>>>>

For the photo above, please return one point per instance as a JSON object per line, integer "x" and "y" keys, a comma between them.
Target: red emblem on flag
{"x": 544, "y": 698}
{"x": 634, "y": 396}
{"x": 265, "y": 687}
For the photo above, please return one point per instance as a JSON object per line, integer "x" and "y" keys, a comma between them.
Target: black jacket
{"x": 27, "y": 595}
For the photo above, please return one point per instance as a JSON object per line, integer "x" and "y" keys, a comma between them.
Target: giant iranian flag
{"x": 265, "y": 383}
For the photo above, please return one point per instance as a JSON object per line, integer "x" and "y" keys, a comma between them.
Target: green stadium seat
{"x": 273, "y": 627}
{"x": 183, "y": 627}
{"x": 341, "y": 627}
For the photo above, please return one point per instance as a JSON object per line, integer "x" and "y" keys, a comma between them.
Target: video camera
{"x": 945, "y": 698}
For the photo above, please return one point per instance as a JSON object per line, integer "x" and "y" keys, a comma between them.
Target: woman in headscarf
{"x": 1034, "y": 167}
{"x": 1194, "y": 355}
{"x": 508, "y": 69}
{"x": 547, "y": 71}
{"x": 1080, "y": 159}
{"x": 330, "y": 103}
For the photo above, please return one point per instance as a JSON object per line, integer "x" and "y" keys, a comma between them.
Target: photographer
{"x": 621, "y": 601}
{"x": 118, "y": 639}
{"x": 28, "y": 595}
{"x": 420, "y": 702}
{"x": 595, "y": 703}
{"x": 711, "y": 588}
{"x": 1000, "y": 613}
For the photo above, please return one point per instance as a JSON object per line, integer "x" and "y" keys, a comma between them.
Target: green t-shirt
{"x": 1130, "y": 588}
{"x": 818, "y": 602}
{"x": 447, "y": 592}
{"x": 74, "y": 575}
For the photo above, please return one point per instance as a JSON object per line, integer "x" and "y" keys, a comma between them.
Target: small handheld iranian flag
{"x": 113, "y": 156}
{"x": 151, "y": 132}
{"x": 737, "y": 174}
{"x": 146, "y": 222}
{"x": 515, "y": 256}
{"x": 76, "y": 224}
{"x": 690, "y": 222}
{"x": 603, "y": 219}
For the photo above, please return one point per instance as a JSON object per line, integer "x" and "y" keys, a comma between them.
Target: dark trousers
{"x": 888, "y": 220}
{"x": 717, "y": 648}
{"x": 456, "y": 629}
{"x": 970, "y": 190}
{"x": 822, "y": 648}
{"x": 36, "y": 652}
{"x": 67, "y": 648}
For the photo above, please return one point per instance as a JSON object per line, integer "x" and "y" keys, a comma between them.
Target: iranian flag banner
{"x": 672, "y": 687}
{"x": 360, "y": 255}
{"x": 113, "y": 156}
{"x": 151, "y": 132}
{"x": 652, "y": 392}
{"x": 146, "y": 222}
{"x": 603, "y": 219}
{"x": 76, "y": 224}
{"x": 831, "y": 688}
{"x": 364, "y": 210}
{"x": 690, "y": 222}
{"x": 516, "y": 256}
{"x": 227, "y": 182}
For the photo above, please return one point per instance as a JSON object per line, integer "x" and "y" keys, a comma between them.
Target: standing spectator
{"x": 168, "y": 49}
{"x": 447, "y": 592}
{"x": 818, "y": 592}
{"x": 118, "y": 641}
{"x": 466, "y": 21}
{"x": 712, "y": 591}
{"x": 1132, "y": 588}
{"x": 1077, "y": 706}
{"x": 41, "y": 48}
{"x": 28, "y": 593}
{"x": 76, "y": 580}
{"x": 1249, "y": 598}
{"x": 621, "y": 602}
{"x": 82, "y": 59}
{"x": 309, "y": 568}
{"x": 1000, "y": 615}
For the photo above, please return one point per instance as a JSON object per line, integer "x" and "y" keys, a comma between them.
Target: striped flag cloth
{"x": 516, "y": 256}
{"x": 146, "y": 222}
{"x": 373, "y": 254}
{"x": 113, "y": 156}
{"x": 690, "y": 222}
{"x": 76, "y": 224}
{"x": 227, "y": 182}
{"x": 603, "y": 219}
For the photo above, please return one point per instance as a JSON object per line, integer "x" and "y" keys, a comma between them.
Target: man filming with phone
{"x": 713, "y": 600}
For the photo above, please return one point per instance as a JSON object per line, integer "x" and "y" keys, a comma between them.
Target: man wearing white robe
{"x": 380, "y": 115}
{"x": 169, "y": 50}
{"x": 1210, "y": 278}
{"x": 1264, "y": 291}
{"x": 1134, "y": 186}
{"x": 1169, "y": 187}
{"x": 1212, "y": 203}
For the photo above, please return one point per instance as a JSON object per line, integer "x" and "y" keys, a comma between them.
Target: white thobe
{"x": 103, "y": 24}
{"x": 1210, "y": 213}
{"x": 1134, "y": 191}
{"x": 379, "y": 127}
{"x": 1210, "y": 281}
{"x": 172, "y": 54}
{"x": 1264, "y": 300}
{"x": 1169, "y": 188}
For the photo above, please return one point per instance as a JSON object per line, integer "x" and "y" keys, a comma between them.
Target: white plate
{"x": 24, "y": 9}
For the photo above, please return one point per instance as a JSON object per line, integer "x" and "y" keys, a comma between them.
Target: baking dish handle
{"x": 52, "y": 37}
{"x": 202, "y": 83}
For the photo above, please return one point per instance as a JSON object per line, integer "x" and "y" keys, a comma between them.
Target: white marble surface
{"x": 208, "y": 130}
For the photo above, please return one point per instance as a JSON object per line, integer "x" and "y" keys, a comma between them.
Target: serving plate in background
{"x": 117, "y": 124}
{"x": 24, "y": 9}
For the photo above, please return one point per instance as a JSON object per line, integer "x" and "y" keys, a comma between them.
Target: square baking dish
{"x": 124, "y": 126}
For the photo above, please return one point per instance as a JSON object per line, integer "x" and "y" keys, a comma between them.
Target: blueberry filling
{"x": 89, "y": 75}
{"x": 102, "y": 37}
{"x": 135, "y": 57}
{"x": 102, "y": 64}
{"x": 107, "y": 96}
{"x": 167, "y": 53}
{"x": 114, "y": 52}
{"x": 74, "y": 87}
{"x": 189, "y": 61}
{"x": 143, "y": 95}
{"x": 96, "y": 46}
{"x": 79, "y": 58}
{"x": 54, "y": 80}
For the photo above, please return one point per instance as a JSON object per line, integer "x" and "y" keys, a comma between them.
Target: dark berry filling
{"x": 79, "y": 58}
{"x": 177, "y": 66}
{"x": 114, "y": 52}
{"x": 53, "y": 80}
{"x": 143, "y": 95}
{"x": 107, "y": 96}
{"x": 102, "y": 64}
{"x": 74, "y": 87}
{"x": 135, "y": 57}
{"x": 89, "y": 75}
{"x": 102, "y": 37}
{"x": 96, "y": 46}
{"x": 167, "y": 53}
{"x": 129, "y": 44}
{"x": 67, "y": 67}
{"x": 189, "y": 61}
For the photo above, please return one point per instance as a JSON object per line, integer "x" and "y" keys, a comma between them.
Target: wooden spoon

<<<<

→ **Task statement**
When you reply, retype each line exactly as it appears above.

→ **Exercise output**
For the photo above, please return one point per instance as a JSON object per line, integer "x" and "y" keys, a comma between them.
Target: red emblem on flag
{"x": 544, "y": 698}
{"x": 634, "y": 396}
{"x": 265, "y": 687}
For the photo above, please return one point per instance as a JSON object per line, integer "x" and "y" keys, a comma between them.
Target: black jacket
{"x": 27, "y": 595}
For the photo above, please return one point per instance as a JSON object per line, integer "x" and "y" keys, a comma between them.
Target: giant iranian flag
{"x": 265, "y": 383}
For the photo above, please return one point per instance as a JSON object per line, integer "x" and "y" keys, a comma between them.
Target: green stadium seat
{"x": 273, "y": 627}
{"x": 183, "y": 627}
{"x": 341, "y": 627}
For the photo above, please return one point per instance as a JSON object per line, integer "x" and "y" keys, a comma between them.
Target: video camera
{"x": 945, "y": 698}
For the photo above, please return one point per instance as a JSON object per line, integer "x" and "y" keys, a comma between them.
Target: woman in headscarf
{"x": 1034, "y": 167}
{"x": 1194, "y": 355}
{"x": 508, "y": 69}
{"x": 547, "y": 71}
{"x": 1080, "y": 159}
{"x": 330, "y": 103}
For the photo above, please return one point per instance as a JSON object per line, integer "x" and "y" keys, a comma between them.
Target: photographer
{"x": 621, "y": 601}
{"x": 118, "y": 639}
{"x": 28, "y": 595}
{"x": 420, "y": 702}
{"x": 595, "y": 703}
{"x": 711, "y": 588}
{"x": 1000, "y": 613}
For the photo above, please return one point per instance as a JSON object per line, integer "x" and "y" keys, a comma between them.
Target: green t-shirt
{"x": 1130, "y": 588}
{"x": 818, "y": 602}
{"x": 447, "y": 592}
{"x": 74, "y": 575}
For the photo above, please return one point per instance as a JSON object per line, integer "x" and "y" keys, a comma between them.
Target: small handheld iranian flag
{"x": 113, "y": 156}
{"x": 151, "y": 132}
{"x": 737, "y": 174}
{"x": 146, "y": 222}
{"x": 515, "y": 256}
{"x": 76, "y": 224}
{"x": 690, "y": 222}
{"x": 603, "y": 219}
For the photo above, please return one point per instance as a JSON object per line, integer "x" and "y" keys, a comma between them.
Target: dark trousers
{"x": 888, "y": 220}
{"x": 717, "y": 648}
{"x": 456, "y": 629}
{"x": 970, "y": 190}
{"x": 822, "y": 648}
{"x": 36, "y": 652}
{"x": 67, "y": 648}
For the photo above, please return one point per instance as a JSON object per line, integer "x" and "y" keys, a comma between them.
Target: iranian flag banner
{"x": 672, "y": 687}
{"x": 360, "y": 255}
{"x": 113, "y": 156}
{"x": 151, "y": 132}
{"x": 652, "y": 392}
{"x": 146, "y": 222}
{"x": 603, "y": 219}
{"x": 76, "y": 224}
{"x": 831, "y": 688}
{"x": 364, "y": 210}
{"x": 690, "y": 222}
{"x": 516, "y": 256}
{"x": 227, "y": 182}
For the photo above, please return one point per instance as a JSON object per line, integer "x" and "y" keys, a comma between them.
Target: standing spectator
{"x": 168, "y": 49}
{"x": 447, "y": 592}
{"x": 818, "y": 592}
{"x": 118, "y": 641}
{"x": 466, "y": 21}
{"x": 712, "y": 591}
{"x": 1132, "y": 588}
{"x": 1077, "y": 706}
{"x": 41, "y": 48}
{"x": 28, "y": 593}
{"x": 76, "y": 580}
{"x": 1249, "y": 598}
{"x": 621, "y": 602}
{"x": 82, "y": 59}
{"x": 309, "y": 568}
{"x": 1000, "y": 615}
For the photo above, please return one point per instance as a JSON object per line, integer "x" and "y" keys, a comma between them.
Target: striped flag cloth
{"x": 516, "y": 256}
{"x": 146, "y": 222}
{"x": 373, "y": 254}
{"x": 113, "y": 156}
{"x": 690, "y": 222}
{"x": 76, "y": 224}
{"x": 227, "y": 182}
{"x": 603, "y": 219}
For the photo above, please return one point per instance as a JSON object per line, integer "x" and "y" keys, a comma between them.
Target: man filming with phone
{"x": 713, "y": 600}
For the photo above, please return one point per instance as a JSON object per line, integer "x" and "y" keys, a comma between them.
Target: man wearing white robe
{"x": 380, "y": 115}
{"x": 169, "y": 50}
{"x": 1210, "y": 278}
{"x": 1264, "y": 291}
{"x": 1134, "y": 186}
{"x": 1169, "y": 187}
{"x": 1212, "y": 203}
For the photo above, please return one point per instance as a JSON object per line, integer "x" and "y" keys, a comma between them.
Target: white thobe
{"x": 103, "y": 24}
{"x": 1210, "y": 213}
{"x": 1134, "y": 191}
{"x": 379, "y": 127}
{"x": 1210, "y": 281}
{"x": 172, "y": 54}
{"x": 1264, "y": 300}
{"x": 1169, "y": 188}
For the photo above, please return one point per instance as a JSON object per line, integer "x" and "y" keys, a comma between them.
Target: white plate
{"x": 24, "y": 9}
For the photo above, please return one point per instance as a JSON object per line, integer "x" and "y" keys, a comma between them.
Target: baking dish handle
{"x": 52, "y": 37}
{"x": 202, "y": 83}
For the photo above, please return one point per instance as a JSON object per line, integer "x" and "y" keys, a comma between them.
Target: white marble surface
{"x": 208, "y": 130}
For the photo above, please return one point per instance as a JSON object per line, integer "x" and "y" keys, a comma between them.
Target: serving plate in background
{"x": 117, "y": 124}
{"x": 24, "y": 9}
For the photo above, please return one point per instance as a JSON object per line, integer "x" and "y" keys, a comma between them.
Target: square baking dish
{"x": 124, "y": 126}
For the photo above, please return one point per instance as a JSON object per line, integer "x" and "y" keys, a comma between them.
Target: blueberry filling
{"x": 89, "y": 75}
{"x": 102, "y": 37}
{"x": 135, "y": 57}
{"x": 102, "y": 64}
{"x": 107, "y": 96}
{"x": 167, "y": 53}
{"x": 114, "y": 52}
{"x": 74, "y": 87}
{"x": 189, "y": 61}
{"x": 143, "y": 95}
{"x": 96, "y": 46}
{"x": 79, "y": 58}
{"x": 54, "y": 80}
For the photo above, please return one point per instance as a JSON object per line, integer "x" and "y" keys, a comma between them.
Target: dark berry filling
{"x": 79, "y": 58}
{"x": 177, "y": 66}
{"x": 114, "y": 52}
{"x": 53, "y": 80}
{"x": 143, "y": 95}
{"x": 107, "y": 96}
{"x": 102, "y": 64}
{"x": 74, "y": 87}
{"x": 135, "y": 57}
{"x": 89, "y": 75}
{"x": 102, "y": 37}
{"x": 96, "y": 46}
{"x": 167, "y": 53}
{"x": 129, "y": 44}
{"x": 67, "y": 67}
{"x": 189, "y": 61}
For the photo above, please return one point per instance as a JSON object per line, integer "x" and "y" keys, a comma between them.
Target: wooden spoon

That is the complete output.